▸ **Provided entries**:
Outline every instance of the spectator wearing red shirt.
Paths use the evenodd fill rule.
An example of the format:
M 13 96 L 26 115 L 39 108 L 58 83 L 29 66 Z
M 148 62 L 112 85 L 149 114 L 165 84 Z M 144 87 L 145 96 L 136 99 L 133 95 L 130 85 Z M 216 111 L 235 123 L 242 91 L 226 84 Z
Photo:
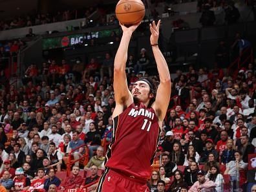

▸ **Task to carry out**:
Present the lines above as a Markdown table with the columns Row and Line, numbering each line and skipping blank ones. Leave the picture out of the table.

▸ **Written solution**:
| Row | Line |
|---|---|
| 1 | Outline every instance of the spectator wearing red shirt. |
| 2 | Paths use the evenodd fill rule. |
| 3 | An example of the format: |
| 4 | M 13 96 L 26 115 L 39 108 L 58 83 L 29 66 Z |
| 5 | M 148 62 L 112 85 L 149 114 L 165 84 Z M 144 87 L 145 96 L 136 99 L 133 95 L 130 85 Z M 216 111 L 235 123 L 242 91 L 226 84 Z |
| 6 | Photo: |